* [EXERCISE TASKS]
(a) Answer these questions using the Ornge air ambulance excerpt.
(i) What job did Mel Springman hold?
(ii) On what date was Malcolm Bates's letter written?
(iii) Which branch did Malcolm Bates direct?
(b) Decide whether each statement agrees with the Ornge air ambulance excerpt. Answer yes or no, and quote the words that decide it.
(i) Bates's letter was sent to a senior health bureaucrat.
(ii) The background information described in Bates's letter ran to 40 pages.
(iii) Bates considered Springman's comments to be legal advice.

* [EXTRACTED TEXT]
··········
The document, dated Sept. 30, 2004, cities several problems with an internal memo to cabinet outlining the air ambulance proposal.

The government's role in Ornge and the amount of control it had over the organization wasn't "sufficiently addressed,'' health ministry lawyer Mel Springman warned in the letter.

"I continue to have serious concerns respecting the tone and substance'' of the proposal, he wrote.

Whatever one may think of the final recommendation to cabinet on the air ambulance reform, "the various incarnations of that document have consistently stood on rather flimsy, indeed sometimes misleading grounds,'' Springman wrote.

But Smitherman notes that another branch of the health ministry disagreed with Springman's opinion.

In a Nov. 1, 2004 letter to a senior health bureaucrat, Malcolm Bates, director of the emergency health services branch, said some of Springman's comments were "factually incorrect.''

They included Springman's assertion that 40 pages of background information and a 30-page appendix providing a history of Ontario's air ambulance service is "selective and insufficient,'' Bates wrote.

"In EHSB's opinion these comments are not legal advice, but are business advice with which we disagree,'' he wrote.

"The issue of governance and control of the consolidated program is exhaustively reviewed and a sample performance agreement is attached,'' Bates wrote.
··········
* [RECORDS PROVIDED]
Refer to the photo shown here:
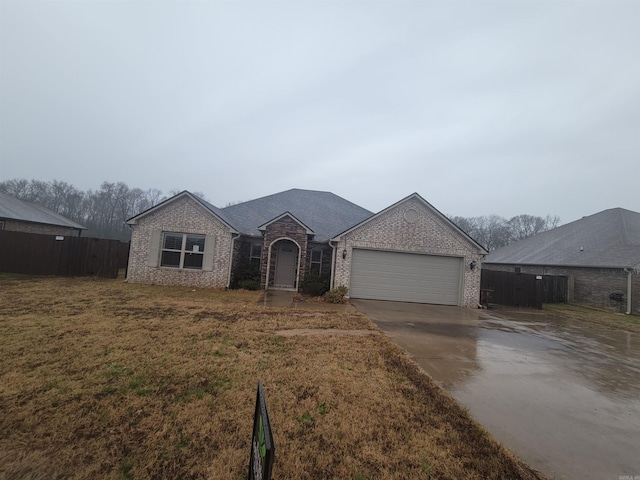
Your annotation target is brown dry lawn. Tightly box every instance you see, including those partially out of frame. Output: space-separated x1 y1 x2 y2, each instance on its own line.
543 303 640 333
0 276 543 480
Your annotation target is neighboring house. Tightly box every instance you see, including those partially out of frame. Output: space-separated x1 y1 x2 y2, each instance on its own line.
0 192 86 237
482 208 640 313
127 189 487 307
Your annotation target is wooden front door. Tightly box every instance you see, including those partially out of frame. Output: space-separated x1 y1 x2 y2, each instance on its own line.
273 241 298 288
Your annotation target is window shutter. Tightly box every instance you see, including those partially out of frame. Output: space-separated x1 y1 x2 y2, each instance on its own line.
147 230 162 267
202 235 216 272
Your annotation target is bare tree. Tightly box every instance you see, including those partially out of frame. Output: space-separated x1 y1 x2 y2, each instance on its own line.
450 214 560 251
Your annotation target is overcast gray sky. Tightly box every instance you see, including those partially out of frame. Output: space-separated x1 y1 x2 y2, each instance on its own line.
0 0 640 223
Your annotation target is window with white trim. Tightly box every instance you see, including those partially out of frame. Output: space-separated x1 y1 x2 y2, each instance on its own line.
249 243 262 266
309 248 322 276
160 232 206 270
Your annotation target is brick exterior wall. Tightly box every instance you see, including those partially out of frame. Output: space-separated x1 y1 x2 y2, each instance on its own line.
334 197 482 308
300 242 333 280
482 263 640 314
260 216 308 289
127 196 232 288
0 218 80 237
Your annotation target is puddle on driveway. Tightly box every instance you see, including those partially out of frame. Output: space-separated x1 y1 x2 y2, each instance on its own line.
354 301 640 480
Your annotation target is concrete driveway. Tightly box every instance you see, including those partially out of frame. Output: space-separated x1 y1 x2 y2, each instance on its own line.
352 300 640 480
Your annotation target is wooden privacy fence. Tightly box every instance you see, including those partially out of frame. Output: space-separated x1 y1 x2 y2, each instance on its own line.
480 269 569 308
0 231 129 278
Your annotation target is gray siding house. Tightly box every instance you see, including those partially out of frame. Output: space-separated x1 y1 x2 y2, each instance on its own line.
127 189 487 307
482 208 640 314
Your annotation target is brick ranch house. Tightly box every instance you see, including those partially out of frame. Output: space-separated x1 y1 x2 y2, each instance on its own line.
127 189 487 307
0 192 86 237
482 208 640 314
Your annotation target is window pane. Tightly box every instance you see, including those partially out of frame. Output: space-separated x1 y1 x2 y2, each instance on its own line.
186 235 204 252
162 233 182 250
184 252 204 270
251 243 262 258
160 250 180 268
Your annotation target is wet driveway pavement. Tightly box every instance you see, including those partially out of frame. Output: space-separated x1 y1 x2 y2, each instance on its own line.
352 300 640 480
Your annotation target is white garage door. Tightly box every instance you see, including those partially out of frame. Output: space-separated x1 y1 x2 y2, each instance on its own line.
349 249 462 305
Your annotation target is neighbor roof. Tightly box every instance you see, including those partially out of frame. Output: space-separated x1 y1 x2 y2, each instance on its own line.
483 208 640 268
221 188 373 242
0 192 86 230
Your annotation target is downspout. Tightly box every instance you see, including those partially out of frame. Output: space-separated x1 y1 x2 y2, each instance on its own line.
624 268 633 315
329 240 338 290
226 233 240 289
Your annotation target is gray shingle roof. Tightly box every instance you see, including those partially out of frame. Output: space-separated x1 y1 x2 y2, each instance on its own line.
0 192 86 230
219 188 373 241
483 208 640 268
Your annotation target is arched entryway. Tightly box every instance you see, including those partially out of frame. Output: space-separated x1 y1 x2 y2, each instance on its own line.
268 239 300 290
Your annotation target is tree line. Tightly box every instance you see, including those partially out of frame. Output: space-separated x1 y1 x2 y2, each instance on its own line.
0 179 175 242
449 214 560 251
0 179 560 251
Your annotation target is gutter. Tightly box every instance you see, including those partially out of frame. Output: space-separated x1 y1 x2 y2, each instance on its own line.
226 233 240 289
329 240 338 290
624 268 633 315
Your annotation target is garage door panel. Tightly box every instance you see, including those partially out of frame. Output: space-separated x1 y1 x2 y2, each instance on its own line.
350 249 462 305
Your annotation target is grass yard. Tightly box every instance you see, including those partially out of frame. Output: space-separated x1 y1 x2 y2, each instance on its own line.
542 303 640 333
0 276 543 480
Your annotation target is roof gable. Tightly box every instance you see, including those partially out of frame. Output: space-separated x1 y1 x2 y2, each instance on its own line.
332 193 488 254
222 188 373 242
258 212 314 235
0 192 86 230
485 208 640 268
126 190 237 233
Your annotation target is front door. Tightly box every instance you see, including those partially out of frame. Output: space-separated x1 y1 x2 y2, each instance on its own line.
274 241 298 288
··········
* [ANSWERS GIVEN]
(a)
(i) He was a health ministry lawyer.
(ii) Nov. 1, 2004.
(iii) The emergency health services branch.

(b)
(i) Yes: "In a Nov. 1, 2004 letter to a senior health bureaucrat"
(ii) Yes: "40 pages of background information"
(iii) No: "these comments are not legal advice, but are business advice with which we disagree"